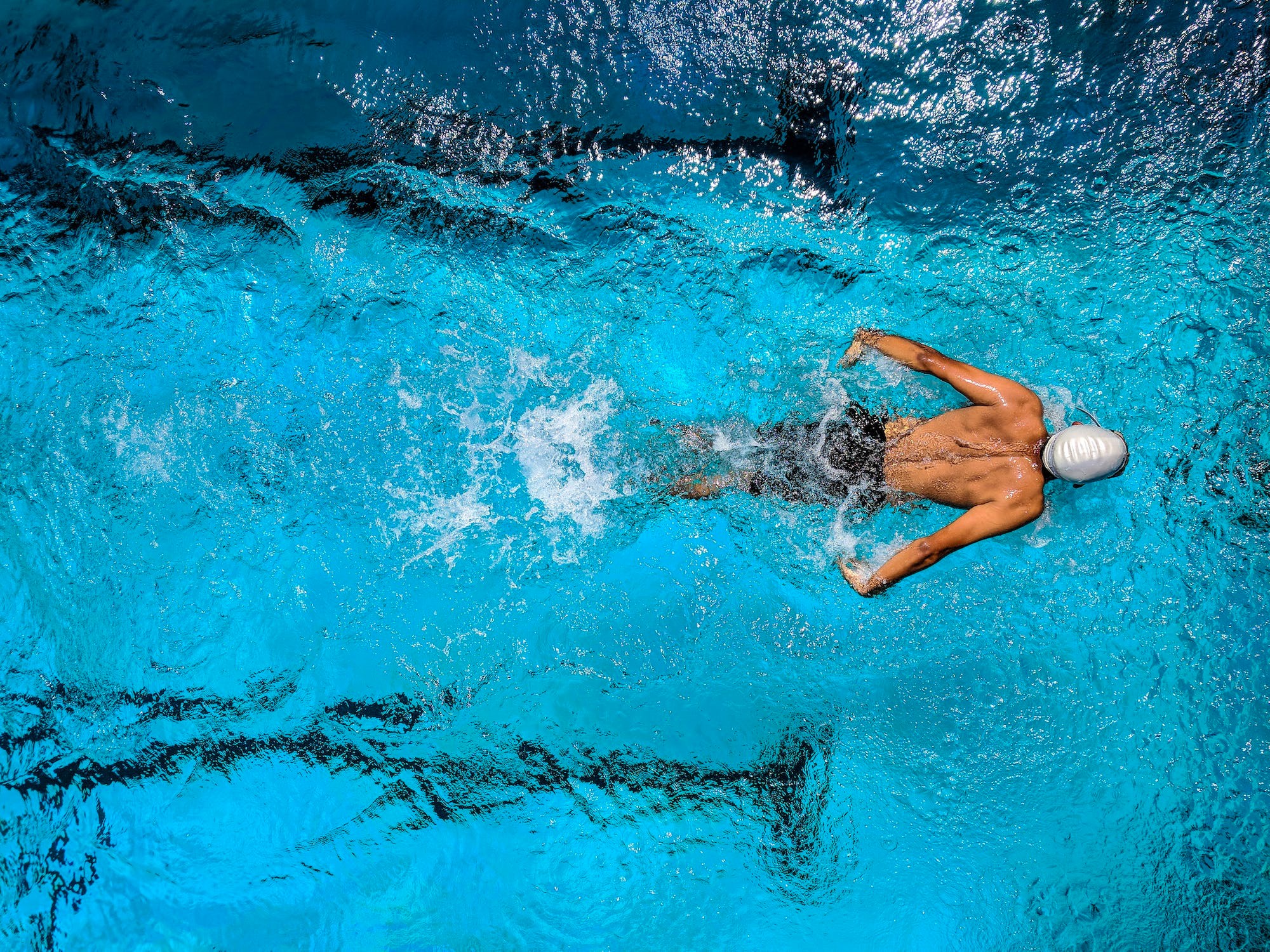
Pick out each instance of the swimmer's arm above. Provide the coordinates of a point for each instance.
(980, 524)
(979, 387)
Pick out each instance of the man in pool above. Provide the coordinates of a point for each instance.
(991, 459)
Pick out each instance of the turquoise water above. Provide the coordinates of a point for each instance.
(342, 606)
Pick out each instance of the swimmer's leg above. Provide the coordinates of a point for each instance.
(694, 437)
(702, 487)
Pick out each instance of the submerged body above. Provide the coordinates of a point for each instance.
(987, 459)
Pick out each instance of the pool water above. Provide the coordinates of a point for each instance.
(344, 352)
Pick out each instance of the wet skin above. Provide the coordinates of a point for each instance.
(984, 459)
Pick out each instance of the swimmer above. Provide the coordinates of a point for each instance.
(991, 459)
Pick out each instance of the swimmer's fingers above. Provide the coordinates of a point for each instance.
(864, 338)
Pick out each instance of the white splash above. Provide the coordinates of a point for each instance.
(441, 520)
(1056, 402)
(144, 450)
(556, 447)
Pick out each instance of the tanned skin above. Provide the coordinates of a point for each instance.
(984, 459)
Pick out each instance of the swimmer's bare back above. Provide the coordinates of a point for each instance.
(985, 459)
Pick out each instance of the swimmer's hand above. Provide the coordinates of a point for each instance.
(857, 573)
(866, 337)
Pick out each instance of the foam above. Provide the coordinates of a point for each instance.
(557, 449)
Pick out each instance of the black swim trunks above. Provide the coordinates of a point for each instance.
____
• _DIRECTIVE_
Copy the whole of the material above exactly, but not its images.

• _SOLVED PROBLEM_
Pick out each instance of the swimmer's arm above. Provide the coordinates of a point for each instance.
(980, 524)
(979, 387)
Pick out each instance of the man in pool above. Provide the coordinates of a point for each instance.
(991, 459)
Pick out each instance of the turquoise water above. Provide the coordinates of a point for each instance.
(342, 606)
Pick out each instance of the swimmer's leg above. Provide the coordinates of a point for each instance.
(694, 437)
(702, 487)
Pick out each instance of the submerged body above. Provide the coordinates of a point for each instance.
(987, 459)
Pick out each instance of the pool water above. Provide the coordinates of a point for each instance.
(344, 352)
Pick out each instance of the wet skin above. Provide the coordinates of a point for each instance.
(984, 459)
Pick out each instance of the swimmer above. Provide the coordinates of a point for each instance.
(991, 459)
Pick out each instance of the swimmer's fingers above. Provide the coordinates of a point for each instance.
(864, 338)
Pick out each instance of the white splash above. Provide the coordinates of a point for each instance.
(441, 520)
(1056, 402)
(144, 450)
(556, 447)
Pick out each instance of the tanned skin above. Provide the coordinates of a point for each instance.
(984, 459)
Pick out each instance of the swimmer's bare back above. Provide the coordinates of a point for each instance.
(985, 459)
Pick out each instance of the swimmer's hand above. Provide the coordinates of a point for each instance.
(857, 573)
(866, 337)
Pick out each instance of the foam above. Provide the coordinates of a point for each instance.
(557, 449)
Pick out each instance of the black swim trunks above. Provide the coordinates of a point for each instance.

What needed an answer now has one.